*What to do:* Copy the result of filtering the entries below for lines that include the string "walnut".

* * * * * * * * *

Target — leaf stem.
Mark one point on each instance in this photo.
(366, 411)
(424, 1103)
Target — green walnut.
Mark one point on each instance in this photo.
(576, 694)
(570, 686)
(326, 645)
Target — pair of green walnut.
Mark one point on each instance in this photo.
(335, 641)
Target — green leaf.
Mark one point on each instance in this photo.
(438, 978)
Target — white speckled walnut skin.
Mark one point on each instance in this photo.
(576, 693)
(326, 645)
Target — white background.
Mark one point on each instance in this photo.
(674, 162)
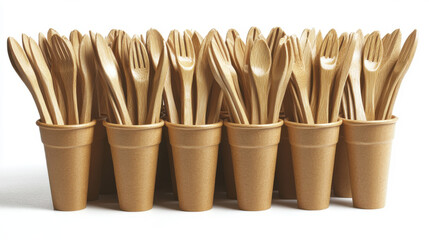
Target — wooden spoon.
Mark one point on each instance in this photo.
(328, 61)
(345, 58)
(109, 69)
(162, 74)
(260, 65)
(355, 81)
(66, 65)
(204, 81)
(222, 75)
(273, 39)
(23, 68)
(280, 75)
(372, 56)
(392, 48)
(391, 89)
(302, 79)
(155, 46)
(45, 80)
(88, 73)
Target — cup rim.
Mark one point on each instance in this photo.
(66, 127)
(392, 120)
(133, 127)
(312, 126)
(194, 127)
(253, 126)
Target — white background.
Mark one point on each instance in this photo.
(25, 204)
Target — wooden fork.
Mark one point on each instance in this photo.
(372, 57)
(140, 70)
(185, 57)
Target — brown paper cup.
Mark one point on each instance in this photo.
(135, 155)
(170, 163)
(225, 153)
(108, 184)
(98, 154)
(313, 154)
(341, 178)
(368, 147)
(254, 154)
(284, 169)
(195, 152)
(68, 154)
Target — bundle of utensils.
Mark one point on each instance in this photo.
(65, 75)
(311, 79)
(352, 75)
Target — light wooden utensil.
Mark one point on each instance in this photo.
(197, 39)
(302, 79)
(45, 81)
(51, 32)
(75, 39)
(175, 76)
(315, 50)
(204, 81)
(88, 73)
(391, 89)
(215, 104)
(252, 109)
(162, 74)
(45, 48)
(345, 58)
(354, 78)
(222, 75)
(66, 66)
(328, 62)
(372, 56)
(224, 49)
(109, 69)
(155, 46)
(185, 57)
(123, 48)
(392, 47)
(140, 70)
(111, 37)
(260, 66)
(280, 75)
(23, 68)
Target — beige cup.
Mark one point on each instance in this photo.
(368, 147)
(68, 155)
(254, 154)
(195, 153)
(135, 155)
(228, 171)
(284, 169)
(341, 178)
(98, 155)
(313, 154)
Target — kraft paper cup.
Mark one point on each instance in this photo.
(368, 147)
(170, 162)
(284, 169)
(225, 153)
(254, 154)
(108, 184)
(313, 154)
(98, 154)
(195, 153)
(341, 178)
(135, 155)
(68, 155)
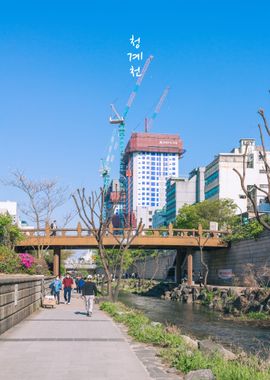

* * * * * * * * *

*The completed task:*
Target — green walnut.
Target — pair of green walnut.
Target — white speckled walnut skin.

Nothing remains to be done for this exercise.